• _Problem_
Exactly the line that contains "Identify each instance of the wooden" and the lines following it to the end of the data are to be reproduced, and nothing more.

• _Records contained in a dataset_
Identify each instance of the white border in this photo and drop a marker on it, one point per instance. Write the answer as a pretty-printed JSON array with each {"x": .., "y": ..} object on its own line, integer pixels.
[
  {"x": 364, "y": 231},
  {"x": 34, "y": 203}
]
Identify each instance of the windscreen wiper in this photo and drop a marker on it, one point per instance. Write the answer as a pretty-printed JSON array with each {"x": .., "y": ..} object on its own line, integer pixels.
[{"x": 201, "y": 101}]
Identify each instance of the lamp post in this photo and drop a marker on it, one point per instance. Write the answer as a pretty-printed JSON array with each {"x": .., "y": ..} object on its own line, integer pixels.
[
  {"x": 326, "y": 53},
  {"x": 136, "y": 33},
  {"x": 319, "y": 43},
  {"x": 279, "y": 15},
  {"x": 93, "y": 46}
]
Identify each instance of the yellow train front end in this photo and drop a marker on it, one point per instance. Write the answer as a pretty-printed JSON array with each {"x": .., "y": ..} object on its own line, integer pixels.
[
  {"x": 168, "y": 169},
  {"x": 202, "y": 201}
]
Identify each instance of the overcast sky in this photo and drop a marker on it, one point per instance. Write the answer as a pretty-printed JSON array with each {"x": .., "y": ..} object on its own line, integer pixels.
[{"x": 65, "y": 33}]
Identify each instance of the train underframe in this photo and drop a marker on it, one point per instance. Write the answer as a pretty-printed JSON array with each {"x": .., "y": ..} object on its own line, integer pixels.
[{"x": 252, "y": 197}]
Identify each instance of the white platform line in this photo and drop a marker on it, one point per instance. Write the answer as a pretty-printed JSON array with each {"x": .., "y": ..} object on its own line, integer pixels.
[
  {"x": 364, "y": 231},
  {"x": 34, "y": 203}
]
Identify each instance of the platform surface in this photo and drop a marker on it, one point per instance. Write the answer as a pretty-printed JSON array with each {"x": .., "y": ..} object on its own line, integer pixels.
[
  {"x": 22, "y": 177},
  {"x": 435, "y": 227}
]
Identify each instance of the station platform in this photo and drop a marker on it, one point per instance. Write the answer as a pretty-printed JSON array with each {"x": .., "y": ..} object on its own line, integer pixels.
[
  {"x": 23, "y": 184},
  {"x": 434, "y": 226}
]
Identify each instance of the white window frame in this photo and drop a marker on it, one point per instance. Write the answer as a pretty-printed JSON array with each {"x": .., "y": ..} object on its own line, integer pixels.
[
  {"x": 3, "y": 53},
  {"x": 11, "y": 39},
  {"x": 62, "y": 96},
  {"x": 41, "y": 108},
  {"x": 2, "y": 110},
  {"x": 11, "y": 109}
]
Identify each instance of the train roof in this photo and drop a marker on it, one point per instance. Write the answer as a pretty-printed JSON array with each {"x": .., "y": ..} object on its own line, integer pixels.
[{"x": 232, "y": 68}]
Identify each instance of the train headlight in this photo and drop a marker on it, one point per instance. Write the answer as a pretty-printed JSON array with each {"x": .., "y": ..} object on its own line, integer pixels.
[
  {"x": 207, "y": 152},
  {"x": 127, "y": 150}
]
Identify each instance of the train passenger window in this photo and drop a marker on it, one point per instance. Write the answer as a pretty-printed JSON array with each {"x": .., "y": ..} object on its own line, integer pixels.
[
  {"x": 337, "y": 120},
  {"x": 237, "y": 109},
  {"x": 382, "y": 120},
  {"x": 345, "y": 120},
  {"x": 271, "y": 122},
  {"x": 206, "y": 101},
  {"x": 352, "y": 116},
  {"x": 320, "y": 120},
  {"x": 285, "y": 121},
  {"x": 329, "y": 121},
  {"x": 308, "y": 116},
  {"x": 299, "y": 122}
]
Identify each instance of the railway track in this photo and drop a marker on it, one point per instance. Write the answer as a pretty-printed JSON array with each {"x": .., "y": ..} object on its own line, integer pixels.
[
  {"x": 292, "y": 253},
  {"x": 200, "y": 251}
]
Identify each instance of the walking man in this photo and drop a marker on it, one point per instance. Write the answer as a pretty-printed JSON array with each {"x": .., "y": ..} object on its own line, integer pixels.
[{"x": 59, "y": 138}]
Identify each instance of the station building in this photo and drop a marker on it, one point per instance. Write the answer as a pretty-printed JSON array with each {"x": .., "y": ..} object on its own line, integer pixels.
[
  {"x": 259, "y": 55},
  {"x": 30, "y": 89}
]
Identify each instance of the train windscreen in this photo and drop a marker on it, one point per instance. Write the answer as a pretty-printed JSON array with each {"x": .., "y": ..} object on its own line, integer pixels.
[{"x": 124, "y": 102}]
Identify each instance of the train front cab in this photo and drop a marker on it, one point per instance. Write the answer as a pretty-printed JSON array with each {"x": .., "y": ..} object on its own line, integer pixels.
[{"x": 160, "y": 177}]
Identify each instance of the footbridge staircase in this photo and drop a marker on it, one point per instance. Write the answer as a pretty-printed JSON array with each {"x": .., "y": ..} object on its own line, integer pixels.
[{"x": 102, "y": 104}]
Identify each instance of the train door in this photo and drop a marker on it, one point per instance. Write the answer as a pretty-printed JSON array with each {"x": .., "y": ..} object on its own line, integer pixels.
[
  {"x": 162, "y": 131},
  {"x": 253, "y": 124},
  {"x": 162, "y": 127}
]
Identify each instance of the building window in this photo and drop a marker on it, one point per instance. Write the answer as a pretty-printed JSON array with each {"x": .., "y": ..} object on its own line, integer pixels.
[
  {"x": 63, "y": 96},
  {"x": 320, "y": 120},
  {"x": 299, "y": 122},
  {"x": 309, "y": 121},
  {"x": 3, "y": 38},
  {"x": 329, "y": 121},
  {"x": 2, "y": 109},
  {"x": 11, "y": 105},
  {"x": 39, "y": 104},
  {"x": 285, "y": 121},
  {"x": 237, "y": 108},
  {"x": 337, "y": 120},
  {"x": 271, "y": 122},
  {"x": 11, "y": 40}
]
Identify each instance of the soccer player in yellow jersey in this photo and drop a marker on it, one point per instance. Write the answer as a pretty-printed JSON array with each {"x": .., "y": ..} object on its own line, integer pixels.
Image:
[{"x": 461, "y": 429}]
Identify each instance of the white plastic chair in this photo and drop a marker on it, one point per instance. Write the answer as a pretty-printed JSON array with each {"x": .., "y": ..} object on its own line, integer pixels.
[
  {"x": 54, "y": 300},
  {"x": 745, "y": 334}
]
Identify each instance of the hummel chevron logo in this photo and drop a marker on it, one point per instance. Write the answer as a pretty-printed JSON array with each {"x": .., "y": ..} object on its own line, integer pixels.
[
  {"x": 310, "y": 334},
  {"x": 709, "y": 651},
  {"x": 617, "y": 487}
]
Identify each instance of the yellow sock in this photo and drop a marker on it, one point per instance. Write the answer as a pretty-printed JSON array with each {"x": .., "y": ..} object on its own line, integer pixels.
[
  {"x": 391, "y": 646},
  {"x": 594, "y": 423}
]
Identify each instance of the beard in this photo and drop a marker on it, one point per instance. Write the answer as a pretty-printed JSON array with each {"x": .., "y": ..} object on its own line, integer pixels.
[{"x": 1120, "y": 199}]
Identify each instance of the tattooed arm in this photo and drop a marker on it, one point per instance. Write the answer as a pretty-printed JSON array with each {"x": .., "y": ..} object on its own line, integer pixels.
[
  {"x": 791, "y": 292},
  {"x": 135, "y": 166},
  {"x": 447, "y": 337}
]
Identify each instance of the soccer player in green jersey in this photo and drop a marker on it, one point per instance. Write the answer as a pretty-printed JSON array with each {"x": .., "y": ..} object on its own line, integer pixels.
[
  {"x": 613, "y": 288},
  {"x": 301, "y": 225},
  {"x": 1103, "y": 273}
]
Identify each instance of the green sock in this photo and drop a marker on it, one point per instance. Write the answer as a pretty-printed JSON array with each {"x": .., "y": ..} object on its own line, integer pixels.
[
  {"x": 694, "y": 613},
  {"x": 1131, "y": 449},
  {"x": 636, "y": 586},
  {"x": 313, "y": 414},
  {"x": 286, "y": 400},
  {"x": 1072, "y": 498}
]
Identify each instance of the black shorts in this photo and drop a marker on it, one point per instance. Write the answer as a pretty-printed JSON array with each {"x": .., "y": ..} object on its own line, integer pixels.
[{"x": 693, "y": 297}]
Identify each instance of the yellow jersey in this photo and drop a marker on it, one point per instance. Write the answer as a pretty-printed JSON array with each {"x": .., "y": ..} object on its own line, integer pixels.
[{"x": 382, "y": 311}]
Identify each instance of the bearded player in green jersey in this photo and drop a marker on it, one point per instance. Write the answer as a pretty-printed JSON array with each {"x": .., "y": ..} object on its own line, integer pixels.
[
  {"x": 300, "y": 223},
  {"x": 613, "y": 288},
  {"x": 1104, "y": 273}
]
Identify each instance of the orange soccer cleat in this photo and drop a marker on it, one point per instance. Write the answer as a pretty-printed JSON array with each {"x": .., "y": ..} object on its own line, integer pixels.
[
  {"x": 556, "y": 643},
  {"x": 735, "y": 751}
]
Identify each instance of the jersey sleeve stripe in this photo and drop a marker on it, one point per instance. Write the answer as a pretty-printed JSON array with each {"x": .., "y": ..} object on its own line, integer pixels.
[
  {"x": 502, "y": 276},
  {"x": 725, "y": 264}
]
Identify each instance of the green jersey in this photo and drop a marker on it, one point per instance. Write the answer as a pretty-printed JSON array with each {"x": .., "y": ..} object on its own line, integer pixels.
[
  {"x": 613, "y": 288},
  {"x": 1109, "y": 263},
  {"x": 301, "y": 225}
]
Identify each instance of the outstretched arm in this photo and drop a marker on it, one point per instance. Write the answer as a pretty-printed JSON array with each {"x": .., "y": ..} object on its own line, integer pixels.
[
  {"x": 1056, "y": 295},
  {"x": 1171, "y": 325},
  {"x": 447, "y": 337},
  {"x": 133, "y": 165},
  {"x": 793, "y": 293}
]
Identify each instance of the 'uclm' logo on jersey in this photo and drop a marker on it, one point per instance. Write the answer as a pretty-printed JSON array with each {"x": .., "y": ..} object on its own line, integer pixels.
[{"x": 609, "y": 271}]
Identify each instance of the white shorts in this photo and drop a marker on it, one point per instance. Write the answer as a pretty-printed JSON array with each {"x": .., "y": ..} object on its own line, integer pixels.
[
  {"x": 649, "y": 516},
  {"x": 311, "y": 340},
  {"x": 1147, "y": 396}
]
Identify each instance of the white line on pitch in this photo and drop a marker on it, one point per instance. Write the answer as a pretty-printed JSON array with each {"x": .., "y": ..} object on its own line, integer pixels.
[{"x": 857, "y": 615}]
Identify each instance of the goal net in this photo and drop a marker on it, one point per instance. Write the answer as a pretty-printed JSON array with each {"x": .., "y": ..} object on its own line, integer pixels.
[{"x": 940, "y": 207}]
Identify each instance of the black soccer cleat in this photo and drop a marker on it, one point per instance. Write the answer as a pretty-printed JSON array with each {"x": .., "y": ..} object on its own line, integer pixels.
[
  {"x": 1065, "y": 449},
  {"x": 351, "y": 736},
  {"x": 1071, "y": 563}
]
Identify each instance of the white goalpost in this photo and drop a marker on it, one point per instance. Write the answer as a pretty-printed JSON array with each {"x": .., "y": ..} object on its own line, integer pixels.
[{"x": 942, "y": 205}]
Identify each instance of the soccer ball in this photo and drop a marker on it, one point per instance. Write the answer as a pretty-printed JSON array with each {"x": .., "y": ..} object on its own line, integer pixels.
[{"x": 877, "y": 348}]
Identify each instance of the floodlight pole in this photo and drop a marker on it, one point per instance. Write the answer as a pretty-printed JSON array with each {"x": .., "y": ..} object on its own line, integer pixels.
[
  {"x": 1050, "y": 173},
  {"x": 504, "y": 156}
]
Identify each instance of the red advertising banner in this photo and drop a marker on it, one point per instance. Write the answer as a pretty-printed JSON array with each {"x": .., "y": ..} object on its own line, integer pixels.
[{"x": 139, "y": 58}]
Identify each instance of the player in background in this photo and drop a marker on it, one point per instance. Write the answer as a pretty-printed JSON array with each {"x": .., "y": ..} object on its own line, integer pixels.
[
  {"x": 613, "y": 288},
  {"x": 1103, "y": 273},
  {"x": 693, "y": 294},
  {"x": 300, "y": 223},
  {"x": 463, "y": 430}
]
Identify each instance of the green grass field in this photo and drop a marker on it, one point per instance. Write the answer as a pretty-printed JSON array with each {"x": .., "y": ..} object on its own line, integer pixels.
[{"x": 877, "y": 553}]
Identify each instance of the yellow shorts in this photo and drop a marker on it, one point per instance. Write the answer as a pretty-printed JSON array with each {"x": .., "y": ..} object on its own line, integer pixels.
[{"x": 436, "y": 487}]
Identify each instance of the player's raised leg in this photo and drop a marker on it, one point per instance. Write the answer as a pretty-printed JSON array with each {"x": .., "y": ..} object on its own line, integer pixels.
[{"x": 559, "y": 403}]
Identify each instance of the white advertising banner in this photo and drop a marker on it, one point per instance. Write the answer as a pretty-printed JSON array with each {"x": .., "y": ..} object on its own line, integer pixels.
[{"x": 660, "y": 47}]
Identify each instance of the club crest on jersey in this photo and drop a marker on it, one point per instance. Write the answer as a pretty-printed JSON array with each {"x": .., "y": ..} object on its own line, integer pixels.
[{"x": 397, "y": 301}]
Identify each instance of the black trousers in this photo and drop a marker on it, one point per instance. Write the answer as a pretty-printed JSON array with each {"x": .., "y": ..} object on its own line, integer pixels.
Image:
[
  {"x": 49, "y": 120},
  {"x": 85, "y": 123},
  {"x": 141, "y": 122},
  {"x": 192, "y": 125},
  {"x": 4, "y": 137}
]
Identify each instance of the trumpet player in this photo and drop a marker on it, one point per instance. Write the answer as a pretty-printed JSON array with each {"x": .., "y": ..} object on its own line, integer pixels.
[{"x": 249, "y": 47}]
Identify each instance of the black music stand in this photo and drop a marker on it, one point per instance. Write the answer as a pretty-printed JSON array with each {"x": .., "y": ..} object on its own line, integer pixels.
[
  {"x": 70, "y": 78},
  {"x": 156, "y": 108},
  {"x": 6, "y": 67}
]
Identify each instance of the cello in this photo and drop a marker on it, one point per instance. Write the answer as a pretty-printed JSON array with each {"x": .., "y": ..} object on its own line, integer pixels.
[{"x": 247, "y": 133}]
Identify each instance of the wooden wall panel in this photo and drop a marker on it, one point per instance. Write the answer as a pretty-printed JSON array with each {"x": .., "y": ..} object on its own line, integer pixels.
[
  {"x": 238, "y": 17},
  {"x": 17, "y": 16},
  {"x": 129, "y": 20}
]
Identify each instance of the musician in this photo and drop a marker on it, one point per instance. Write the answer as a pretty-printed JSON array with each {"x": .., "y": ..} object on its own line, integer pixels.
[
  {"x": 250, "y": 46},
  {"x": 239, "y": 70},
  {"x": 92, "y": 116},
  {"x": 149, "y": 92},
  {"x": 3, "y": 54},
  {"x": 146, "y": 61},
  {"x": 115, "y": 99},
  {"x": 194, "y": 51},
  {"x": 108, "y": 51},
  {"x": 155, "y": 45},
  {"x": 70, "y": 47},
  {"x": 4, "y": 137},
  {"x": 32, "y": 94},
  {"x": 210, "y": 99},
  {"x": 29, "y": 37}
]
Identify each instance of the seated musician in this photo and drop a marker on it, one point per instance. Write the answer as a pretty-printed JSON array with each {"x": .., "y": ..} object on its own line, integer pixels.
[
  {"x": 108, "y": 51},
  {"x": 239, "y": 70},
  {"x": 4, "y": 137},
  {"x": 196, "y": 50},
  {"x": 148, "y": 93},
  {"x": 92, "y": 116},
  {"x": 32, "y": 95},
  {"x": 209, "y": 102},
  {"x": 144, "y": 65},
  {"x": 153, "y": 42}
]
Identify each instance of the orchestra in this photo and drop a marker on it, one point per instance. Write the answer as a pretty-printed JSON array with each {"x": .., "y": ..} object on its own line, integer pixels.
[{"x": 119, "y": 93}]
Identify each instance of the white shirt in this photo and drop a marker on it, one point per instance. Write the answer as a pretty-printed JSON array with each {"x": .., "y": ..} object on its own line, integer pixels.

• _Result for this task_
Identify each instance of the wooden wall panel in this photo and drop a marker on it, one point per instance. Write the answer as a pretty-printed JSON array with each {"x": .., "y": ..} object on its own line, integer pixels.
[
  {"x": 238, "y": 17},
  {"x": 17, "y": 16},
  {"x": 129, "y": 20}
]
Identify each instance of the musician in this photo and drop a marker on it, one point per instance. Write the answer as a pretty-printed JSON array with each {"x": .., "y": ..} object on its own line, integer pixels.
[
  {"x": 250, "y": 46},
  {"x": 239, "y": 70},
  {"x": 92, "y": 116},
  {"x": 149, "y": 92},
  {"x": 3, "y": 54},
  {"x": 146, "y": 61},
  {"x": 115, "y": 99},
  {"x": 194, "y": 51},
  {"x": 108, "y": 51},
  {"x": 155, "y": 45},
  {"x": 70, "y": 47},
  {"x": 4, "y": 137},
  {"x": 32, "y": 94},
  {"x": 210, "y": 99},
  {"x": 29, "y": 37}
]
Identify each instance of the seated musician in this photo and drop a marker on it, one point per instance. Write the answer as a pretty-printed JSON array with each {"x": .., "y": ..} object on its own line, integer pixels.
[
  {"x": 108, "y": 51},
  {"x": 239, "y": 70},
  {"x": 4, "y": 137},
  {"x": 196, "y": 50},
  {"x": 148, "y": 93},
  {"x": 92, "y": 116},
  {"x": 32, "y": 95},
  {"x": 209, "y": 102},
  {"x": 144, "y": 65},
  {"x": 153, "y": 42}
]
Identify each instance of the orchestra in this photo and drop a marker on it, one point per instance. Write the answer as a pretty-printed JSON array with each {"x": .., "y": ..} object on its own line, integer pixels.
[{"x": 119, "y": 93}]
Identify each instance of the white shirt in this photo and drop a marker on it, one point per instance. Write the answer as a pretty-printed JSON array with each {"x": .., "y": ..} object on its own line, integer pixels.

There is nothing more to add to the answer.